## [WHAT THE TASK REQUIRES]
Please update the records below by replacing "Place a marker" with "Put a point" wherever it appears, changing nothing else. Leave the pictures out of your answer.

## [MATERIAL SUPPLIED]
● ● ● ● ●

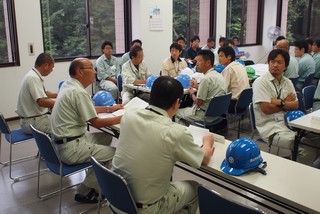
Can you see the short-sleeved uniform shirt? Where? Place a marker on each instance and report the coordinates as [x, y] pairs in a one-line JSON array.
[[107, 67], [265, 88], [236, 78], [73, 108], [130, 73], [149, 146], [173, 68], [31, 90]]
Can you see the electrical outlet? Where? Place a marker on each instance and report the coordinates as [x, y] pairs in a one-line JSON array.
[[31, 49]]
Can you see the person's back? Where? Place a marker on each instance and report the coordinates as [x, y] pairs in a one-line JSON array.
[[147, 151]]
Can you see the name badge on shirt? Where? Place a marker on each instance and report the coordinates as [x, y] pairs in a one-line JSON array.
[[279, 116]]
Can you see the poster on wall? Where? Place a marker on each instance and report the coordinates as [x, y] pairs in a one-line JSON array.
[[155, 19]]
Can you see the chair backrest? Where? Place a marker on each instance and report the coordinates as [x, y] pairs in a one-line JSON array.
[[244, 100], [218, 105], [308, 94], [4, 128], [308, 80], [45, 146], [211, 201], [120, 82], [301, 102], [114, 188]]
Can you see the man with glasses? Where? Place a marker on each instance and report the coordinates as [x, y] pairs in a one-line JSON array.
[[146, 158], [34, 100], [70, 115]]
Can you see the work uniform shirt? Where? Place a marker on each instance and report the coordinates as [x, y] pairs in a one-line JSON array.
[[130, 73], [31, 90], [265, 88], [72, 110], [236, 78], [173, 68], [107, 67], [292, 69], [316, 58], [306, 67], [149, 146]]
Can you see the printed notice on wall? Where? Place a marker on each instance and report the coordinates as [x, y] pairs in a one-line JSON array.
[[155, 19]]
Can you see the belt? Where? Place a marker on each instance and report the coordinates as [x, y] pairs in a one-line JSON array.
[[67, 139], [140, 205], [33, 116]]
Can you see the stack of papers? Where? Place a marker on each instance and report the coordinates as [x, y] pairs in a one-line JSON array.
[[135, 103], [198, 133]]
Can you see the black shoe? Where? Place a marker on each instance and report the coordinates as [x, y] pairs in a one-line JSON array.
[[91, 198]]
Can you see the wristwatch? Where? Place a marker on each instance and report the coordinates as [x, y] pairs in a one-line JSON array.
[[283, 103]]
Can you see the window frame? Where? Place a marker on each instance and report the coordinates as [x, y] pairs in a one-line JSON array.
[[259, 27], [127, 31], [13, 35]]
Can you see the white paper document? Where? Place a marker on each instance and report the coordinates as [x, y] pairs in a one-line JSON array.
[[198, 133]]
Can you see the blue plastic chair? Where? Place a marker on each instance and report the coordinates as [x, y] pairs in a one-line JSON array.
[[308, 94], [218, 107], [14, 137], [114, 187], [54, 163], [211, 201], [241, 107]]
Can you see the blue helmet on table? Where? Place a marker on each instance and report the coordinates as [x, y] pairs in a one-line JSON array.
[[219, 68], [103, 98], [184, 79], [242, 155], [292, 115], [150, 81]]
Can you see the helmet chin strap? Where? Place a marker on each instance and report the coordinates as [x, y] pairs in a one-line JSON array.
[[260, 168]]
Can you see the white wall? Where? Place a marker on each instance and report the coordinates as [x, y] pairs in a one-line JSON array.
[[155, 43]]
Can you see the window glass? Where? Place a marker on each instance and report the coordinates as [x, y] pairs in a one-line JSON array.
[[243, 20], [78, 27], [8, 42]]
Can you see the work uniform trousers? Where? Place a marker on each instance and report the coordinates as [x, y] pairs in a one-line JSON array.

● ● ● ● ●

## [RESULT FOR THIS TASK]
Can you see the short-sleeved uniform shirt? Where? Put a point on each instance and report the coordinates as [x, y] pairs in a one-line JSON array.
[[107, 67], [265, 88], [236, 78], [73, 108], [130, 73], [149, 146], [173, 68], [31, 90]]
Can you see the electrical outlet? Where? Put a point on each instance and report the coordinates as [x, y] pairs in a one-line JSON array.
[[31, 49]]
Can you see the person's back? Where? Put a point on each instance and report the coordinates as [x, y] pairs in a one-line JSON array.
[[147, 151]]
Can you see the name badge on shirt? Where? Put a point on each instance and report the coordinates as [x, y] pairs in a one-line JSON array.
[[279, 116]]
Can you see the poster on wall? Where? Put a point on each instance and report the coordinates as [x, y] pairs in a one-line JSON array.
[[155, 19]]
Can you see the chair backrest? Where? Put a point on each instance and report the coordinates as [x, y] pairs in a one-line JSON array.
[[244, 100], [218, 105], [308, 94], [4, 128], [308, 80], [45, 146], [211, 201], [120, 82], [301, 102], [114, 188]]
Can you see the man with glasses? Where? Put a point on each instance and report the coordinates as [x, y] pairs in a one-line JSON array.
[[146, 158], [34, 100], [70, 115]]
Can you see the work uniform shirt? Where? Put a point on each instance and report the coordinates as [x, y] pairs in a one-line JSON array.
[[130, 73], [31, 90], [265, 88], [72, 110], [236, 78], [173, 68], [107, 67], [292, 69], [316, 58], [306, 67], [149, 146]]
Can you see the printed notice on wall? Where? Put a point on each instance and report the coordinates as [x, y] pairs in a one-line JSON array.
[[155, 19]]
Can you see the belt? Where? Put a point on each instance and report the coordinates as [x, y] pairs in a one-line JSON array.
[[67, 139], [140, 205], [33, 116]]
Can you see the stack of papers? Where? Put a point on each instance and report the coordinates as [x, y] pairs in a one-line JSON array.
[[135, 103], [198, 133]]
Can you see the black shoe? Where? Put a point on each instance and report the coordinates as [x, y] pairs in a one-line JSON array.
[[91, 198]]
Can you see the wristwatch? Where? Put a point on each instance and report the coordinates as [x, y] pairs in a one-line JSON array.
[[283, 103]]
Can you see the window frame? Where? Put a point on each instance and report the coordinates as [x, y] pairs in a one-line JSON array.
[[259, 27], [127, 31], [13, 35]]
Can you see the white paper document? Where? Put a point on each instance and report the coordinates as [x, y] pairs in a one-line JSON array.
[[198, 133]]
Can you see the blue plastic chair? Where? Put a point on each instance and report the coordinates as [x, y] pairs in a one-line JSON array.
[[308, 94], [218, 107], [14, 137], [114, 187], [54, 163], [211, 201], [241, 107]]
Can you see the blue helmet on table? Where? Put a point on each instance and report the coordinates as [x, y] pairs in a one-line JSON array.
[[219, 68], [103, 98], [184, 79], [242, 155], [292, 115], [150, 81]]
Can you see the helmet chin strap? Where? Put a point on each instance and report the coordinates as [x, y] pairs in a one-line JSON array.
[[260, 168]]
Can you see the white wall? Where? Put a point on each instance and report the coordinates as [x, y] pairs in a one-line JSON array.
[[155, 43]]
Can you see the window glass? Where? Put a point on each instance and report the coordinates as [x, y] pairs in a one-line JSON array.
[[243, 20], [78, 27], [8, 42]]
Can you see the work uniform trousers? Where? Put a point on each instance and report the coordinates as [x, y] pairs in a one-line JSON array.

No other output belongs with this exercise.